[Record excerpts — start]

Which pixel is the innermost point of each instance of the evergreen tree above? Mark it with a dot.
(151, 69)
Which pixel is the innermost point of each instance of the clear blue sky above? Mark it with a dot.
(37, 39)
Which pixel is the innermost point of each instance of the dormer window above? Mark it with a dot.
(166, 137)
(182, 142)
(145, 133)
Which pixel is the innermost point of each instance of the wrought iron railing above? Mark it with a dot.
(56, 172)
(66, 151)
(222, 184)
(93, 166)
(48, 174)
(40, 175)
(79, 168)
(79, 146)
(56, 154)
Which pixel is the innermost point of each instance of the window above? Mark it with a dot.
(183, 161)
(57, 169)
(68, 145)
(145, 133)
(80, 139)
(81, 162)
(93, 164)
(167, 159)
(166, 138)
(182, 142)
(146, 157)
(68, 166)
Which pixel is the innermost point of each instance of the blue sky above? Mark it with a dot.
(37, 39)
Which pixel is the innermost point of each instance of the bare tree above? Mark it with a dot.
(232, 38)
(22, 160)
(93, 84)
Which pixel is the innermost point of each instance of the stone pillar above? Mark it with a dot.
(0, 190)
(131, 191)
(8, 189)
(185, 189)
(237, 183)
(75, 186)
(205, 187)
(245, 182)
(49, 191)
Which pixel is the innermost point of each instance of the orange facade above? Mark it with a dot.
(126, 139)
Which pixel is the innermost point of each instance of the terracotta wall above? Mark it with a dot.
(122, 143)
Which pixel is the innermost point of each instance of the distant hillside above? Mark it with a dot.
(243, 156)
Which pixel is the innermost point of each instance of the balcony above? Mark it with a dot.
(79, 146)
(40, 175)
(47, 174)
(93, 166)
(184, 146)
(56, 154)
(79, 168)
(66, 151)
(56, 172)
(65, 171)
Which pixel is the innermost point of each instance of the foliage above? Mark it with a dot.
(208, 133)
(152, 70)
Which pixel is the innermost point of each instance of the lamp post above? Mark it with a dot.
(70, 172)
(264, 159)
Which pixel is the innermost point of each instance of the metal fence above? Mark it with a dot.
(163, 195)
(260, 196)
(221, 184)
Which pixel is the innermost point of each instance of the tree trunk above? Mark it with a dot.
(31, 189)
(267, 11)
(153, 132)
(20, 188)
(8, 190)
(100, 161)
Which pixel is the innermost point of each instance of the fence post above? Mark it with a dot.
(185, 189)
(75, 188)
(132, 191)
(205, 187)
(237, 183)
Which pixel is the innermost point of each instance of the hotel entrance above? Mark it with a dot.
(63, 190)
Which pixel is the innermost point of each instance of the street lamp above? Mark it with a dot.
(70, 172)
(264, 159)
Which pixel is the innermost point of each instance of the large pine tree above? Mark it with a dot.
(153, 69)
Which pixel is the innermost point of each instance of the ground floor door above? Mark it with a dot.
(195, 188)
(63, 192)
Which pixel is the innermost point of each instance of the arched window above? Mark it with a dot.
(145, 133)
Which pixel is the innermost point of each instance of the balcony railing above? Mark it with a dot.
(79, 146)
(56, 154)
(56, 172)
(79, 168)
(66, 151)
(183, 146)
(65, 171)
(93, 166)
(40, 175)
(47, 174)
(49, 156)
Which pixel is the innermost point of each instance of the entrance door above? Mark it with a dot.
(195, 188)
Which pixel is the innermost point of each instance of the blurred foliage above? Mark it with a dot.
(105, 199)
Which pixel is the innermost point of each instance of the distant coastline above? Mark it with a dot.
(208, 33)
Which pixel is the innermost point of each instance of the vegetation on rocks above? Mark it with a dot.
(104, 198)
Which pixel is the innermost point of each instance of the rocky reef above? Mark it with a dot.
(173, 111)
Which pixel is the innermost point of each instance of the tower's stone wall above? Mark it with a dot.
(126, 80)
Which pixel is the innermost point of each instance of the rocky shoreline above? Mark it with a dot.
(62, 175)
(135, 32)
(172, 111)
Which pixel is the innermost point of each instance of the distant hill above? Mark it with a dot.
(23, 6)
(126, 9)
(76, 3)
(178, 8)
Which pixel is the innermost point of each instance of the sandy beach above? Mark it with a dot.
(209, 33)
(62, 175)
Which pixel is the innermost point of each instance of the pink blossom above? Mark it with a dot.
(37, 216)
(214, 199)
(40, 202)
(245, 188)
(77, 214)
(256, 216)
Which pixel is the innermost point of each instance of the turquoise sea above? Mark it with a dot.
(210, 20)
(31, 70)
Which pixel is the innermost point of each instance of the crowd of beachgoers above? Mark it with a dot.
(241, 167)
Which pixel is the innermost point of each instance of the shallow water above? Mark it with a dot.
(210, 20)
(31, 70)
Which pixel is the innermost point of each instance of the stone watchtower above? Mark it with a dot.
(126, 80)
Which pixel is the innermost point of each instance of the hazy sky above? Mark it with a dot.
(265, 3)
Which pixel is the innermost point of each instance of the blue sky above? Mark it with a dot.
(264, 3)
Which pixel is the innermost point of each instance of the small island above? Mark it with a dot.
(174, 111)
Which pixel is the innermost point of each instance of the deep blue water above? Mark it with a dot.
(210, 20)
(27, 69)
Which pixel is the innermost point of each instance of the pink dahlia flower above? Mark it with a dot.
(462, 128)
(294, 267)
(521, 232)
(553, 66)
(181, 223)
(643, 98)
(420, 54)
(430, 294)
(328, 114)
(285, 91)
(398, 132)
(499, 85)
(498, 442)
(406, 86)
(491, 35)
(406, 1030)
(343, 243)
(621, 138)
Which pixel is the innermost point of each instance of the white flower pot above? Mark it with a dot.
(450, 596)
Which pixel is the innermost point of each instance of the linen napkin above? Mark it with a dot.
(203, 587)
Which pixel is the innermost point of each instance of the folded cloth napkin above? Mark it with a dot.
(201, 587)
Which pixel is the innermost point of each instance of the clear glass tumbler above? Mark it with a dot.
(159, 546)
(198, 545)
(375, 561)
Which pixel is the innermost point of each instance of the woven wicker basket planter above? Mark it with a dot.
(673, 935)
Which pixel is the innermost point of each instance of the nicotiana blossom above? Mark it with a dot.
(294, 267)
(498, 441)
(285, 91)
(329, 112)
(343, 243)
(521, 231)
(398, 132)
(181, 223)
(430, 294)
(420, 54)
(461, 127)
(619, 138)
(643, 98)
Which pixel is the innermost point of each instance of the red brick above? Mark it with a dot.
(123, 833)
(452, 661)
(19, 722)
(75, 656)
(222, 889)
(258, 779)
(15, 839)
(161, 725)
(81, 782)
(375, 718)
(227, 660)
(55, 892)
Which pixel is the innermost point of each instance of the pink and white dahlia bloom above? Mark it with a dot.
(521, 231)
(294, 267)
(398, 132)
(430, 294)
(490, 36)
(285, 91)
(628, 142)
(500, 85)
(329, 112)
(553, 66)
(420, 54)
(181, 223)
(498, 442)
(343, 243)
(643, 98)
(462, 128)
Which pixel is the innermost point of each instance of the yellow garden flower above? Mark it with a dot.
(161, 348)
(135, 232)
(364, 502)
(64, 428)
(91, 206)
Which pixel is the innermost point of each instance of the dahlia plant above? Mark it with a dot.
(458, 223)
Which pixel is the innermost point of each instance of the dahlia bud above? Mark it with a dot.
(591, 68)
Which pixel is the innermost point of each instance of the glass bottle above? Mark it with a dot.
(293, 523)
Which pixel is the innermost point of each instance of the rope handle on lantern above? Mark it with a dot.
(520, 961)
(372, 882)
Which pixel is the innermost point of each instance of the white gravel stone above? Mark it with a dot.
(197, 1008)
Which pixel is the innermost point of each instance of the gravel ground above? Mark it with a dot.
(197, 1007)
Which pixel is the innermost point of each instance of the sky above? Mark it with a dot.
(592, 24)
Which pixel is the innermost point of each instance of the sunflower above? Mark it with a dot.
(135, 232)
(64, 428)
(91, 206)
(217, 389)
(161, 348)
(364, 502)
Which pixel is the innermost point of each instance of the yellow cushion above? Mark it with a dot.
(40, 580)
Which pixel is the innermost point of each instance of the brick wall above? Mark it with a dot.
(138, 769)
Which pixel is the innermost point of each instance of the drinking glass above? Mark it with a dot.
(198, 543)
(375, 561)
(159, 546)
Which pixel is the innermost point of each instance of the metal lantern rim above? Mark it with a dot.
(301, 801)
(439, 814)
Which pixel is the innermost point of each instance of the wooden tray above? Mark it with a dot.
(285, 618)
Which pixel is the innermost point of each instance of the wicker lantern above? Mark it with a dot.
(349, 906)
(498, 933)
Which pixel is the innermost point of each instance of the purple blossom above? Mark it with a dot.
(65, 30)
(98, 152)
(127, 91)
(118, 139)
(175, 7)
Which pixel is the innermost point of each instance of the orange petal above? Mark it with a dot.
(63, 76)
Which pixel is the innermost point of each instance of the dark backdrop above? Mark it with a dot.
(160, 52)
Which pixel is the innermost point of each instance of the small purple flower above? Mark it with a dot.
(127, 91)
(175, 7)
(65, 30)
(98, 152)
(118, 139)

[Record excerpts — finish]

### What the task asks
Repeat exactly, and only, the lines from the line containing "glass above? Mark it with a dot." through the last line of the records above, both included.

### Exercise solution
Which pixel is the innermost point of each instance of the drinking glass above? Mark it with a dot.
(198, 543)
(375, 561)
(159, 546)
Which pixel is the innermost point of each instance of the metal lantern rim above? Mark it with a dot.
(301, 801)
(439, 814)
Which pixel is the innermost point of each instance of the wooden tray above? Mark it with a dot.
(285, 618)
Which pixel is the innermost point of each instance of the wicker lantern above? Mark it with a dot.
(349, 906)
(498, 933)
Which pixel is the innermost point of each instance of the purple blossom above? Mark it with a dot.
(65, 30)
(98, 152)
(127, 91)
(118, 139)
(175, 7)
Which pixel is the innermost point of each instance of the orange petal above? Mark it with a dot.
(63, 76)
Which pixel is the innermost point of each instance of the dark backdrop above? Mark it with a dot.
(160, 52)
Which pixel is the innermost point of each instance of the small purple flower above? Mark it with a dot.
(127, 91)
(175, 7)
(65, 30)
(98, 152)
(118, 139)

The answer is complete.